- _Consignes de l'exercice_:
1. Veuillez recopier sans rien changer le passage du texte sur les morts violentes à Paris qui va de « Même dans les » à « au sexe féminin. ».
2. Relevez toutes les années citées dans le texte sur les morts violentes à Paris.

Même dans les phénomènes qui sortent de l’ordre naturel, la persistance des résultats, le retour périodique des mêmes chiffres étonne le statisticien. Quand une année commence, on peut prédire qu’un peu plus de neuf cents Parisiens périront de mort violente, accidentelle ou volontaire Deux cents à deux cent vingt individus seront asphyxiés par submersion, une cinquantaine par strangulation La mode seule conserve quelque empire jusque sur le suicide ainsi en 1832, le plus grand nombre des malheureux qui se sont donné la mort se sont précipités dans la Seine ; en 1834 et 1835, après quelques catastrophes qui avaient frappé l’imagination populaire, on préféra l’asphyxie par le charbon. Les hommes figurent pour les trois quarts dans le tableau des morts soudaines, il y pourtant une catégorie de victimes, celles qui périssent par la brûlure, qui appartiennent presque toutes au sexe féminin.

- _Données fournies_:
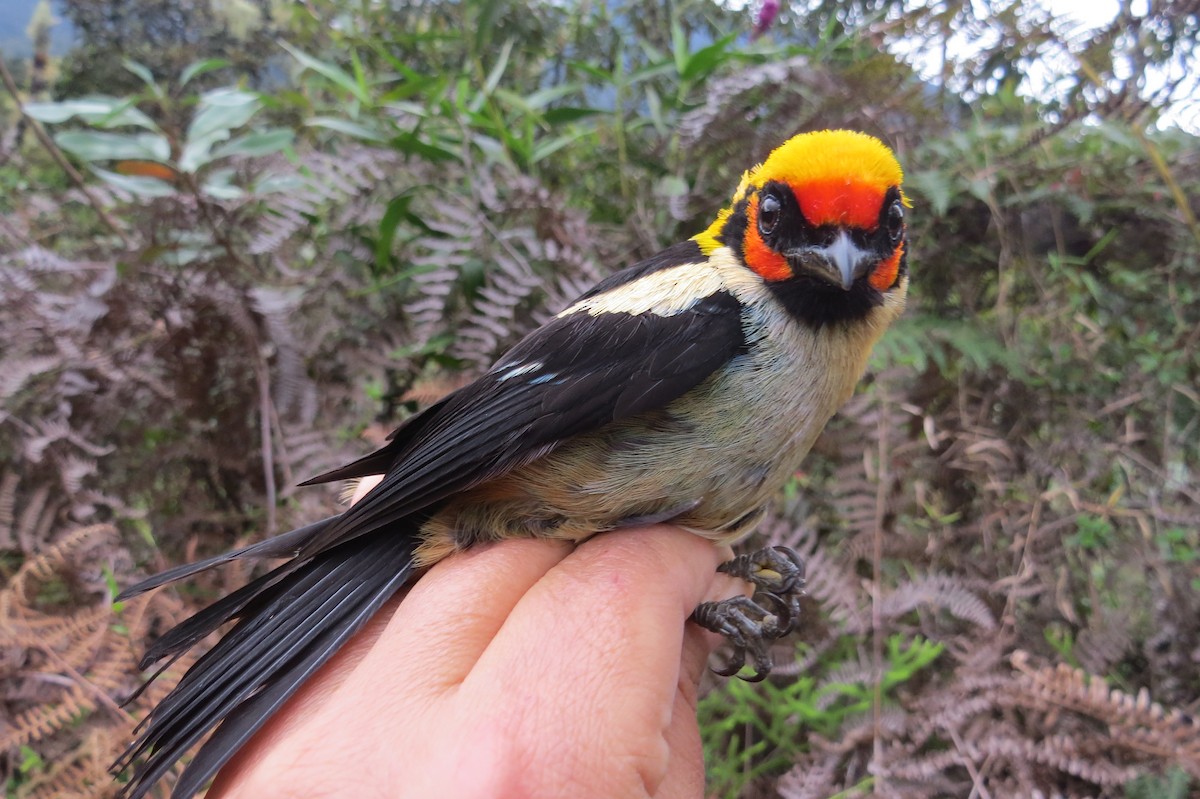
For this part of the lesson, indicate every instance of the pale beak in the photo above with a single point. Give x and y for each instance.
(839, 263)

- _Liste des solutions_:
1.
Même dans les phénomènes qui sortent de l’ordre naturel, la persistance des résultats, le retour périodique des mêmes chiffres étonne le statisticien. Quand une année commence, on peut prédire qu’un peu plus de neuf cents Parisiens périront de mort violente, accidentelle ou volontaire Deux cents à deux cent vingt individus seront asphyxiés par submersion, une cinquantaine par strangulation La mode seule conserve quelque empire jusque sur le suicide ainsi en 1832, le plus grand nombre des malheureux qui se sont donné la mort se sont précipités dans la Seine ; en 1834 et 1835, après quelques catastrophes qui avaient frappé l’imagination populaire, on préféra l’asphyxie par le charbon. Les hommes figurent pour les trois quarts dans le tableau des morts soudaines, il y pourtant une catégorie de victimes, celles qui périssent par la brûlure, qui appartiennent presque toutes au sexe féminin.

2. 1832, 1834, 1835